• _Exercise directions_: Extract all records. Keep each one exact.

___ Data to process

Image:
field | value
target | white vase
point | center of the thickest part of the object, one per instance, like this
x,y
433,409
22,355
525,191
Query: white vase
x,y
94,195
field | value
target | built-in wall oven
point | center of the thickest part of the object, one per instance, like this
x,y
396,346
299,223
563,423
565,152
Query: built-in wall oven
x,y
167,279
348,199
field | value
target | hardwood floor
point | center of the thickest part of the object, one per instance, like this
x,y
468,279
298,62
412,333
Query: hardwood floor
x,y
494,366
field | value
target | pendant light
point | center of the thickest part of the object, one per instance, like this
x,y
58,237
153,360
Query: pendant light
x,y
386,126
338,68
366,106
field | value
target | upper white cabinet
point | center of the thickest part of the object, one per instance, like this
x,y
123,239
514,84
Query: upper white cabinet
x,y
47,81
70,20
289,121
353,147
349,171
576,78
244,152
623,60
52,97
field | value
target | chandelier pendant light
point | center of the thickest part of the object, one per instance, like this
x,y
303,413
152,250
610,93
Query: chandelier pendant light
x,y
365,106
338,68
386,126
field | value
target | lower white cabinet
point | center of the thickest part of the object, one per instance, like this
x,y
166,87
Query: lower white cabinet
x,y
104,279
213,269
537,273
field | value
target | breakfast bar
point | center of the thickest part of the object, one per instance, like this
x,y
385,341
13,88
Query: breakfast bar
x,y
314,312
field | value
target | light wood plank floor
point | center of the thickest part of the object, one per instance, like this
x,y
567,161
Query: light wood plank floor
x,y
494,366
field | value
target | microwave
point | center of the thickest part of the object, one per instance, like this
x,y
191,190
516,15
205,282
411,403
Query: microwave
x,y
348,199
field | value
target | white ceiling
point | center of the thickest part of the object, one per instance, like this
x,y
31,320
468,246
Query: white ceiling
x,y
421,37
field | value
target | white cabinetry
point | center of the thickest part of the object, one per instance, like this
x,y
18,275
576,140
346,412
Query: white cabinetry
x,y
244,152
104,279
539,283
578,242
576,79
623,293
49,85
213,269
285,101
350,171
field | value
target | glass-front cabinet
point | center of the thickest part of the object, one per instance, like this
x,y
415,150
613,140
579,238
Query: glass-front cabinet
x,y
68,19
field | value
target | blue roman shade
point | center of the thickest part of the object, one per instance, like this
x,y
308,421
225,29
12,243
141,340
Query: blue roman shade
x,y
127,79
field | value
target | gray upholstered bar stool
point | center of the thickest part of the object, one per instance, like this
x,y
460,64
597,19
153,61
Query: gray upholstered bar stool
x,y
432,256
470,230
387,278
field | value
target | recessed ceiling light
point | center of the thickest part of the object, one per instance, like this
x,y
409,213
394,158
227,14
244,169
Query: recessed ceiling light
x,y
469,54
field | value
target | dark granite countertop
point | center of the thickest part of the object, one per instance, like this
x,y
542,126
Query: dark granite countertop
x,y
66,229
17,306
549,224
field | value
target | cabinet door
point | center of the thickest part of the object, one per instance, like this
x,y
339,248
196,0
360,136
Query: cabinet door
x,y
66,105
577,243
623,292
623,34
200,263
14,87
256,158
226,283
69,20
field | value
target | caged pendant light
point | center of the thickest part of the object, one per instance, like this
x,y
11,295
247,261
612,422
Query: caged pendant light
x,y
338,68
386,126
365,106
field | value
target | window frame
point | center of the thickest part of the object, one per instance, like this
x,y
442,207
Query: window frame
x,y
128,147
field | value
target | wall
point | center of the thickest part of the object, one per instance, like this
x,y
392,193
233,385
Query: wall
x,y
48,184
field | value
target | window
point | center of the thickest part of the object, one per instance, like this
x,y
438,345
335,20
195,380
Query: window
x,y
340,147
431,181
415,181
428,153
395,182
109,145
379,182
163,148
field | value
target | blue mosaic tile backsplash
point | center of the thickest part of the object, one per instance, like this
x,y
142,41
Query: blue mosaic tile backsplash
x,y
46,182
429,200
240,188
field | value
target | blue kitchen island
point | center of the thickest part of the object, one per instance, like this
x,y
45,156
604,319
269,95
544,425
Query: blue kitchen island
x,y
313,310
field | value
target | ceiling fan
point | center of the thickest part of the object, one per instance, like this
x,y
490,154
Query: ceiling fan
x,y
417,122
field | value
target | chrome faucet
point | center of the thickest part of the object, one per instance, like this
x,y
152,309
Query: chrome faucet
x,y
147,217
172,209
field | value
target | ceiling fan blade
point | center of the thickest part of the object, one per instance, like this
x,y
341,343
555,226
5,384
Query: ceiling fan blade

______

• _In response_:
Image:
field | value
target | white vase
point | center of the thickest part of the object, one per instance, like this
x,y
433,409
22,355
525,191
Query: white vase
x,y
94,195
field | value
target | built-in wall oven
point | center of the thickest part of the object, one per instance, like this
x,y
396,346
299,223
563,423
565,152
Query: built-in wall oven
x,y
167,279
348,199
field | value
target | hardwood floor
point | center of the thickest part of the object, one per instance, like this
x,y
468,279
298,62
412,333
Query: hardwood floor
x,y
494,366
field | value
target | pendant light
point | center of the thickest part of the object, one per instance, like this
x,y
58,237
153,360
Query: pendant light
x,y
386,126
338,68
366,106
field | value
target | upper white cabinet
point | center of the thickest part of the object, one per instance, like this
x,y
123,239
514,84
Query: upper white cabinet
x,y
47,81
70,20
289,121
353,147
349,171
576,78
244,152
623,60
52,97
field | value
target | chandelier pendant light
point | center of the thickest part of the object, one per instance, like this
x,y
303,413
152,250
610,93
Query: chandelier pendant light
x,y
365,106
338,68
386,126
field | value
target | lower white cabinet
point | center of the thickest part of the object, one per instance, like this
x,y
166,87
Query: lower white cabinet
x,y
104,279
213,269
537,273
field | value
target | breakfast bar
point | center of the thickest part of the object, one per instance, like this
x,y
385,341
13,88
Query: breakfast bar
x,y
314,312
field | value
target | light wood plank floor
point | center of the thickest part of the object, one per instance, like this
x,y
567,161
Query: light wood plank floor
x,y
494,366
field | value
target | microwave
point | center of the thickest part of the object, one per instance, like this
x,y
191,190
516,15
205,282
411,403
Query: microwave
x,y
348,199
field | value
target | white ceiling
point | center of the thickest part of the object, one per instance, like this
x,y
31,320
468,246
Query: white ceiling
x,y
421,37
field | value
target | white cabinetry
point | center of the thickest part of the object, one per instance, like this
x,y
18,275
576,140
346,412
Query: white cabinetry
x,y
244,152
104,279
539,283
578,242
576,79
623,293
49,85
213,269
285,101
350,171
field | value
target | glass-front cabinet
point | center of the thickest part of the object, one per instance, like this
x,y
415,150
613,140
579,238
Query: glass-front cabinet
x,y
68,19
field | value
target | blue roman shade
point | center of the thickest part of the object, one per instance, like this
x,y
308,421
225,29
12,243
141,340
Query: blue roman shade
x,y
127,79
field | value
target | gray upholstered bar stool
point | center of the thickest part of the object, one per instance, like this
x,y
460,64
597,19
153,61
Query: gray upholstered bar stool
x,y
432,256
470,230
387,278
field | value
target | recessed ceiling light
point | center of the thickest part of the object, one per instance, like this
x,y
409,213
394,158
227,14
244,169
Query: recessed ceiling light
x,y
469,54
field | value
target | dark granite countertop
point | center of the thickest part of the object, one per instance, like this
x,y
542,126
Query: dark granite countertop
x,y
66,229
17,306
549,224
field | value
target | cabinet door
point | center of the thickest part of the object, one per instance, like this
x,y
339,248
196,0
360,136
Query: cabinet door
x,y
66,105
577,243
623,292
623,34
200,263
14,87
256,158
226,283
69,20
field | value
target | caged pendant light
point | center of the thickest part of the object, one per instance, like this
x,y
11,295
247,261
612,422
Query: caged pendant light
x,y
338,68
386,126
365,106
field | value
target | window frame
point | center of the thickest part of the object, one per instance, like this
x,y
442,207
Query: window frame
x,y
128,147
field | value
target | wall
point | center of the thickest part of the object, one per instance, like this
x,y
392,193
233,385
Query: wall
x,y
48,184
field | value
target | window
point | center of the thickest part of the object, one per instance, like this
x,y
438,345
335,20
195,380
Query: window
x,y
340,147
431,181
415,181
428,153
395,182
109,145
379,182
163,148
field | value
target | blue mosaic tile backsplash
point | center of the thickest part of the object, one per instance, like this
x,y
142,41
Query: blue mosaic tile backsplash
x,y
46,182
429,200
240,188
field | value
target | blue kitchen island
point | center of the thickest part of the object, one per instance, like this
x,y
45,156
604,319
269,95
544,425
Query: blue kitchen island
x,y
313,310
field | value
target | ceiling fan
point | center of the thickest part of the object, one per instance, like this
x,y
490,154
Query: ceiling fan
x,y
417,122
field | value
target | chrome faucet
point | center of the thickest part of the object, one per instance, like this
x,y
152,309
Query: chrome faucet
x,y
147,217
172,209
field | value
target | ceiling fan blade
point | center of the thickest part of the object, one per instance, like this
x,y
341,343
555,226
5,384
Query: ceiling fan blade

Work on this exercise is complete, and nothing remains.